# Point at Poipu - room swap



## artringwald (Feb 24, 2013)

Have you ever been told that you have to leave your room and move to another? We got at very nice 4th floor ocean front unit for two weeks. After one week they told us the second week belonged to fixed unit/fixed week owner. They had arrived and wanted their unit. We agreed to swap to a similar room on the 2nd floor and they did give us $200 in shopping dining vouchers, but it was still a pain having to pack and unpack. With all the fixed, float, deeded, trust, points, and rentals, it's no wonder they couldn't keep track of it all.


----------



## slip (Feb 24, 2013)

Don't let it ruin your vacation Art. Sounds like you still have a great unit and
Some free meals coming. You still own at a beautiful resort and that hasn't
Changed. Have you been seeing any whales? I see the count for Febuary was
Way down from Janruary.

We're still getting snow here so I wish I was changing units at the Point.


----------



## artringwald (Feb 24, 2013)

It's hard to say your vacation is ruined when it's 75 degrees and sunny outside. The 2nd floor unit is nice, and we're settled in now. We've only seen whale spouts a couple of times, not nearly as often as we usually see them, and they're not as close. Haven't seen any monk seals on the beach, but we've seen a plethora of rainbows. 

For years we've talked about going the Allerton Gardens, and yesterday we finally got there. It was great, and our guide was quite entertaining. Highly recommended.


----------



## slip (Feb 24, 2013)

We've talked about that for years too. I think we'll add that to our list for
This year. We're getting our list together now. Thanks Art. Enjoy the rest 
Of your time there.


----------



## T_R_Oglodyte (Feb 24, 2013)

artringwald said:


> We got at very nice 4th floor ocean front unit for two weeks. After one week they told us the second week belonged to fixed unit/fixed week owner. They had arrived and wanted their unit. We agreed to swap to a similar room on the 2nd floor and they did give us $200 in shopping dining vouchers, but it was still a pain having to pack and unpack.
========================================
(REQUIRED TASKS)
[A] In the room swap thread, what did the resort give the first poster for agreeing to move to another room?
[B] Carry on the room swap thread from its last line.

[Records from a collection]
========================================
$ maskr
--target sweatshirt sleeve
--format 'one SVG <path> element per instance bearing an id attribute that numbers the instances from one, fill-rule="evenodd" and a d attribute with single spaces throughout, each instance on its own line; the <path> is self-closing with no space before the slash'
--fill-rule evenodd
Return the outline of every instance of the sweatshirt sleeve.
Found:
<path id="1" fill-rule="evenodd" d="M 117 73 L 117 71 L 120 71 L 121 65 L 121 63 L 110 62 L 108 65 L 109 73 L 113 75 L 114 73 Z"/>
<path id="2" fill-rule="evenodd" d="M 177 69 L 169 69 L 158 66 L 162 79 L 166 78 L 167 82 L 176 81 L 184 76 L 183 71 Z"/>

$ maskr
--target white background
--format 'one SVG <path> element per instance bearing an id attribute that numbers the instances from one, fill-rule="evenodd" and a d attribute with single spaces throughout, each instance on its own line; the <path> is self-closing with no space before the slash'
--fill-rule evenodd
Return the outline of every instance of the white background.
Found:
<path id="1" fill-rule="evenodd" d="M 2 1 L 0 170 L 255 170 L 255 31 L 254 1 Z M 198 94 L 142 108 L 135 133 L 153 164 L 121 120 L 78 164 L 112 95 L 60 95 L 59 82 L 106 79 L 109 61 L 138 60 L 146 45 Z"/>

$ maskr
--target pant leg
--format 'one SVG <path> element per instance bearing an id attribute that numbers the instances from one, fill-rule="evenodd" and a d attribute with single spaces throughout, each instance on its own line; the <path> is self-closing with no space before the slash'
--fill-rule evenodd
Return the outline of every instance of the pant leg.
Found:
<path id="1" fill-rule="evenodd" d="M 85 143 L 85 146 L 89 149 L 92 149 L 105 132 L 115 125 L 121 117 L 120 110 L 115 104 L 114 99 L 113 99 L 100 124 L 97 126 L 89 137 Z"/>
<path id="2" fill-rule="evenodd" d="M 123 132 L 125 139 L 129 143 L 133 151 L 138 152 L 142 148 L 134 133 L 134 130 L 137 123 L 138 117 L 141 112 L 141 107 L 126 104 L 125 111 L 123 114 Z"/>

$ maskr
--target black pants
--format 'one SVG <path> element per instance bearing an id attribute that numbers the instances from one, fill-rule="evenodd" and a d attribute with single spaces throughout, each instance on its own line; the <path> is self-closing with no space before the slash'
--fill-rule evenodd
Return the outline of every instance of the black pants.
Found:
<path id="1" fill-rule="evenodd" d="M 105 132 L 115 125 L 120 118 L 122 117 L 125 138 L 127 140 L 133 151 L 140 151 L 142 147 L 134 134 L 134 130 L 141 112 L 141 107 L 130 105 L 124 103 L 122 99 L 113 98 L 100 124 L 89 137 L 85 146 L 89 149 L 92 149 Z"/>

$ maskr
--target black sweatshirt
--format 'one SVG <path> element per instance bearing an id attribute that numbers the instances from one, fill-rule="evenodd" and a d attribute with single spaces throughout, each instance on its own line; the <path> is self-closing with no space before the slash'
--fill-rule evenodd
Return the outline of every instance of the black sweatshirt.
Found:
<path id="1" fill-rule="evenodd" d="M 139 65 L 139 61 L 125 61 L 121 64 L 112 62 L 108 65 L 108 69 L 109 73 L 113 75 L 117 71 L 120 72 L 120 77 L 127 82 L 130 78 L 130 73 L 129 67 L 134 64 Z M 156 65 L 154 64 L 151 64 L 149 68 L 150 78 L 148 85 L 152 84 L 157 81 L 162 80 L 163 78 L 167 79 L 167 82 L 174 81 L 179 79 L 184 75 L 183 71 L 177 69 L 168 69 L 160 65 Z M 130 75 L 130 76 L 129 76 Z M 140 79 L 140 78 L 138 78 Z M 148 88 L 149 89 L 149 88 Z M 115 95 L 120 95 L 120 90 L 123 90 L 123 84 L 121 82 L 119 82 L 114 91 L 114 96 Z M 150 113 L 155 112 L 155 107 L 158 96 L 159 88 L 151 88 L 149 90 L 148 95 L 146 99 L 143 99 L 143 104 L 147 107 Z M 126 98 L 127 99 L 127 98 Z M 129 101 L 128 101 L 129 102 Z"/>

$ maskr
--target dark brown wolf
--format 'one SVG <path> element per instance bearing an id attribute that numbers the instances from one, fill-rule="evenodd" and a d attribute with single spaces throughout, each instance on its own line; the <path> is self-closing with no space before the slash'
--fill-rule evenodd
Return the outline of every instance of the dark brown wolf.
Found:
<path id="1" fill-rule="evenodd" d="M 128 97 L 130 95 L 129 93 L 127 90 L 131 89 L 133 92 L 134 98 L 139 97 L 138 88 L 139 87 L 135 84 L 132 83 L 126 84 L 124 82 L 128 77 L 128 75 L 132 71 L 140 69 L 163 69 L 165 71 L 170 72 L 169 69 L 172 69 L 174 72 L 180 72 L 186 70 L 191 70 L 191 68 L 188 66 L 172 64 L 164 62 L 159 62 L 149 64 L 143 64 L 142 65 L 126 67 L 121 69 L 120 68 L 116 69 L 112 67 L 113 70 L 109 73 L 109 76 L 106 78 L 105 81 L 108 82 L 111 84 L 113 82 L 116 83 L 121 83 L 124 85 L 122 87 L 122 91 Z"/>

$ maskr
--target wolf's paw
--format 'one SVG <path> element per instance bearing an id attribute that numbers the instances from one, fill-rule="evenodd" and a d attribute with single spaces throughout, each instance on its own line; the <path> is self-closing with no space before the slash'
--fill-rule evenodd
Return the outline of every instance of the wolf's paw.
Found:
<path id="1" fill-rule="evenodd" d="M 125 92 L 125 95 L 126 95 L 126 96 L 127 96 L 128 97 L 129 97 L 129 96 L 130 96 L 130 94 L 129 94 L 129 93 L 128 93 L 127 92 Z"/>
========================================
(ANSWER LIST)
[A] $200 in shopping and dining vouchers.

[B]
In Building 6??  I'd guess so, because fourth floor of Building 6 is where I think most, if not all, of the fixed week sales occurred.  Pretty great location - that's why they were cherry picked by the fixed week purchasers.


----------



## Poobah (Feb 24, 2013)

*Managing Inventory*

Trying to manage all of the inventory classes has got to be a daunting task and I am not surprised that there is an occasional slip-up. Particularly with the reduced inventory because of the water intrusion repairs.

Not only are there the inventories that Art mentioned there is also the bulk space bank weeks as well.

It is really too bad they will not tell you what unit you have when you make your reservation like they used to. If they had done this the anomaly would have been caught a long time ago. 

I assume they had the staff help you move.

We arrive 7 March to continue the Minnesota presence at The Point.

Cheers,

Paul


----------



## T_R_Oglodyte (Feb 24, 2013)

Poobah said:


> It is really too bad they will not tell you what unit you have when you make your reservation like they used to. If they had done this the anomaly would have been caught a long time ago.



Unfortunately that was killed by the combination of hectoring of the housekeeping staff by some people who wanted to move into their "assigned" units prior to check-in combined with some unfortunate scenes in the lobby when some people needed to be relocated out of their "assigned" units when an elevator broke down and reassignments were necessary to assure that people who needed ADA-compliant units were appropriately accommodated.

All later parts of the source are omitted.